(Entries shown begins)

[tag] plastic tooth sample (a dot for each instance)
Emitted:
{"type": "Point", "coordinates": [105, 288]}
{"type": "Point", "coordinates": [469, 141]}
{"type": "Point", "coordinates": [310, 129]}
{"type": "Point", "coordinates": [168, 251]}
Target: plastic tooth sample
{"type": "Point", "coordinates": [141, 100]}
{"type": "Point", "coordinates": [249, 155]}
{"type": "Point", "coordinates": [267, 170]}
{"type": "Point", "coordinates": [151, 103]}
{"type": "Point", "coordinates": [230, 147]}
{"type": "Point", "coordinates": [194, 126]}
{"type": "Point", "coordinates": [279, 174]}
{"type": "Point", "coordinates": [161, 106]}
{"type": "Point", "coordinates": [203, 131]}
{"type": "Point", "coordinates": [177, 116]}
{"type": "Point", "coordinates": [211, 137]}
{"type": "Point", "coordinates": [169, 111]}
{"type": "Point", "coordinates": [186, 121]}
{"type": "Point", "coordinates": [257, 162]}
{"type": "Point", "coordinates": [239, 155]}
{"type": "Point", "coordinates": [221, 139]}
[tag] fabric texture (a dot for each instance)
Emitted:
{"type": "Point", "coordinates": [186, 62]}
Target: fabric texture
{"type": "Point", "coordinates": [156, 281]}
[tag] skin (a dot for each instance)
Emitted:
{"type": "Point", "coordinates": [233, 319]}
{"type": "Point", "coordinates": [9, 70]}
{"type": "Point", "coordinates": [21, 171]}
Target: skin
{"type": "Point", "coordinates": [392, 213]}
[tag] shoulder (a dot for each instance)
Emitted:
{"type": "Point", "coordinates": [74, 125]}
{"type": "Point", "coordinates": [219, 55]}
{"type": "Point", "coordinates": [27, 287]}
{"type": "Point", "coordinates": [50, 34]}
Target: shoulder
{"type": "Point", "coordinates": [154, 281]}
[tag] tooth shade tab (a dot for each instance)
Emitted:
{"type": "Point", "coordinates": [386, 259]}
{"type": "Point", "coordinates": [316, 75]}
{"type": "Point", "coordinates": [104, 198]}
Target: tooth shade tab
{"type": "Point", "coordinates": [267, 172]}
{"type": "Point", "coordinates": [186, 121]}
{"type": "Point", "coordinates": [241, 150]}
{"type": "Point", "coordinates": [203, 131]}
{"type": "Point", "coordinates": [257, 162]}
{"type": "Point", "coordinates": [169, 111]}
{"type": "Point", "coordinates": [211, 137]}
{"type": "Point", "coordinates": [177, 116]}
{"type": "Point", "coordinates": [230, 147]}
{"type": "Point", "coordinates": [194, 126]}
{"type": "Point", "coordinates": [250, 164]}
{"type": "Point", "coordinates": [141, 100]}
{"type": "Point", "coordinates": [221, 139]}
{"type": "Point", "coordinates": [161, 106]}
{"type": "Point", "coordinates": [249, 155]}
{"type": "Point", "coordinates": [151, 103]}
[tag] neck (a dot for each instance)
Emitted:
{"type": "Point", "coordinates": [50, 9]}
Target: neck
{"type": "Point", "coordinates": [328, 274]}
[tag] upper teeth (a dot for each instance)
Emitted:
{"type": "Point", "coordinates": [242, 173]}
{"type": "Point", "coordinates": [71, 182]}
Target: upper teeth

(Entries shown ends)

Exercise details:
The response should be an exact copy of the lines from the one with "[tag] skin (a dot for each instance)" through the end of the data, with no other text.

Answer for the task:
[tag] skin (a dot for each instance)
Emitted:
{"type": "Point", "coordinates": [233, 319]}
{"type": "Point", "coordinates": [9, 70]}
{"type": "Point", "coordinates": [21, 171]}
Target: skin
{"type": "Point", "coordinates": [392, 213]}
[tag] shoulder (a dot for each instance)
Emitted:
{"type": "Point", "coordinates": [74, 125]}
{"type": "Point", "coordinates": [219, 55]}
{"type": "Point", "coordinates": [27, 287]}
{"type": "Point", "coordinates": [50, 34]}
Target: shoulder
{"type": "Point", "coordinates": [154, 281]}
[tag] tooth shade tab (a dot for each instance)
Emitted:
{"type": "Point", "coordinates": [386, 259]}
{"type": "Point", "coordinates": [316, 75]}
{"type": "Point", "coordinates": [104, 198]}
Target: tooth shade tab
{"type": "Point", "coordinates": [267, 172]}
{"type": "Point", "coordinates": [186, 121]}
{"type": "Point", "coordinates": [241, 150]}
{"type": "Point", "coordinates": [203, 131]}
{"type": "Point", "coordinates": [257, 162]}
{"type": "Point", "coordinates": [169, 111]}
{"type": "Point", "coordinates": [211, 137]}
{"type": "Point", "coordinates": [177, 116]}
{"type": "Point", "coordinates": [230, 147]}
{"type": "Point", "coordinates": [194, 126]}
{"type": "Point", "coordinates": [250, 164]}
{"type": "Point", "coordinates": [141, 100]}
{"type": "Point", "coordinates": [221, 139]}
{"type": "Point", "coordinates": [161, 106]}
{"type": "Point", "coordinates": [249, 155]}
{"type": "Point", "coordinates": [151, 103]}
[tag] neck (a dot for each instance)
Emitted:
{"type": "Point", "coordinates": [50, 9]}
Target: neck
{"type": "Point", "coordinates": [328, 274]}
[tag] upper teeth (a dot for each instance)
Emitted:
{"type": "Point", "coordinates": [242, 173]}
{"type": "Point", "coordinates": [71, 182]}
Target: upper teeth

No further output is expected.